(Text passage)
------

My favorite hoe was a gift from a friend. Its blade is just the right size for scooping up the dirt to support a growing plant or for upending the roots of pesky weeds. While it’s making a difference in the lay of the land and the weed-to-wanted-plant-ratio in my garden, its familiar feel in my hand makes a difference in my attitude toward the task at hand.
In a world where change is inevitable, I want to pay attention to the manner of change that’s at work:
A field becomes a garden.
A jumble of weeds yields to the hoe and a straight row of corn seedlings becomes visible.
Reading Jeremiah’s prophetic words, however, I find a different sort of change:
In the ninth year of Zedekiah king of Judah, in the tenth month, Nebuchadnezzar king of Babylon and all his army came against Jerusalem, and besieged it. In the eleventh year of Zedekiah, in the fourth month, on the ninth day of the month, the city was penetrated. (Jeremiah 39:1, 2)
These are the “setting” verses that we hurry through on our way to the action, but there’s a good reason to slow down and notice them, because it is in this manner that a garden returns to being a field and the straight, seeded row succumbs to weeds and is no more.
One day it’s the siege ramps.
Two years later, Jerusalem has a Babylonian zip code.
The people of Israel had stopped using their hoes.
By this same alchemy of slow transformation, I will not be the same person when I harvest my cucumbers as I am today in this season of weeding.
And neither will you.
Let us use our hoes with care.
When school takes a vacation and the gardening season begins and the lawn mowing business flourishes, the wheels come off my reading, writing, and studying routines. Things may be a bit erratic over the summer, so I’m hoping to stay in touch via the blog’s Facebook Page. If you pop over and gave it a like or a follow, you’ll be able to stay on top of content here — along with other thoughts that don’t necessarily make it all the way into a blog post.
June has been a delightful month for reading and writing, and I shared four reviews with readers:
A Leopard Tamed by Eleanor Vandevort is a missionary story in the very best way, because the author was a woman ahead of her time, asking questions few in the golden age of U.S. missions were asking and even fewer wanted to entertain. In my review, I spent some time reflecting on the challenging history of missions here in the United States and the startling truth that even heroes of the faith struggle in their understanding of the ways of God:
“Try, if you can, to fathom Him, to draw His picture with clear, solid lines, to pin Him down. Just when you think you have God in focus, He moves, and the picture blurs.”
A more modern-day missionary story finds Rachel Marie Stone serving in Malawi, one of the poorest countries in the world. As she leaned into the risks of motherhood in a third world country, she also supported women at the beginning of their mothering journeys in her role as doula. Birth is the metaphor that runs throughout Birthing Hope: Giving Fear to the Light as it binds memoir to meditation and bears witness to the journey that has left its mark on the author.
Eat This Book: A Conversation in the Art of Spiritual Reading by Eugene Peterson is an older book, and I don’t think it’s an exaggeration to say that it’s a classic work on the importance of spiritual reading in the life of a believer. A full-bodied entering into a text, essentially chewing on it, is the kind of reading that takes time and a lot more thought and focused attention than most of us are currently investing in our spiritual reading, and yet it is the words of Scripture, the sentences and paragraphs and trains of thought through which God has chosen to communicate His holiness, His wisdom, and His love to mankind. I invite you to read more here about God’s intention to speak with clarity to His people through a written Word.

------

(Supplied information)
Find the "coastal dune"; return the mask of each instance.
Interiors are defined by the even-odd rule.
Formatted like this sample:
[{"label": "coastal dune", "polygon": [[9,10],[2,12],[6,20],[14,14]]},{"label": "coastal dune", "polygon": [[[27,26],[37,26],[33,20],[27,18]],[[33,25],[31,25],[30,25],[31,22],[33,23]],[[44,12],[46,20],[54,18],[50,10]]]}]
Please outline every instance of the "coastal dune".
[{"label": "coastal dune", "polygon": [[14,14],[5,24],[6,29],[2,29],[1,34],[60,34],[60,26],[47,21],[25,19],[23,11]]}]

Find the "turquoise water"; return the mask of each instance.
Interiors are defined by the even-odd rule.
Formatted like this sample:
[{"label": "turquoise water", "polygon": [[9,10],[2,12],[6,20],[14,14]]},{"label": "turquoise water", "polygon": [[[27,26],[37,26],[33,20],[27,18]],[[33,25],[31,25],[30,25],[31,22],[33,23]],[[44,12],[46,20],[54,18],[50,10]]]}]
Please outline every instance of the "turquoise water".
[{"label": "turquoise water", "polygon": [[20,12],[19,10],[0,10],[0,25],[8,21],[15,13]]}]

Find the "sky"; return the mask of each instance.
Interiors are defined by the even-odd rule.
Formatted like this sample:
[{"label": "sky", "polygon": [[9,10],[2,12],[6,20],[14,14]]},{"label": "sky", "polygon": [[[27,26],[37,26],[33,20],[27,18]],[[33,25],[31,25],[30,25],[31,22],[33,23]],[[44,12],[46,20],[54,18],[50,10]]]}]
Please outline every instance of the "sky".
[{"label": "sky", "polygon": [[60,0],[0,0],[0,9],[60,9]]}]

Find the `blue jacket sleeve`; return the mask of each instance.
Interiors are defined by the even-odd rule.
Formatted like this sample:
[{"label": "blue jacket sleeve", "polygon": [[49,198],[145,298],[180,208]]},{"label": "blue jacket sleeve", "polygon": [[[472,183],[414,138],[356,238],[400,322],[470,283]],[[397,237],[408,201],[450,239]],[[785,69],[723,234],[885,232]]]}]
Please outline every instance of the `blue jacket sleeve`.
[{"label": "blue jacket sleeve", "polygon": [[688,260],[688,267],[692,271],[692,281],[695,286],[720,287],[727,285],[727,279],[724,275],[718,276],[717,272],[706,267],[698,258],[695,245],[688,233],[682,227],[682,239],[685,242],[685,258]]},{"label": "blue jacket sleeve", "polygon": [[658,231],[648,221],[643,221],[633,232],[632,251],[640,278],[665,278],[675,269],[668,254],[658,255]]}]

------

(Problem details)
According to the gardening essay, in which country does Rachel Marie Stone serve? The data has nothing to do with the gardening essay.

(Written answer)
Malawi.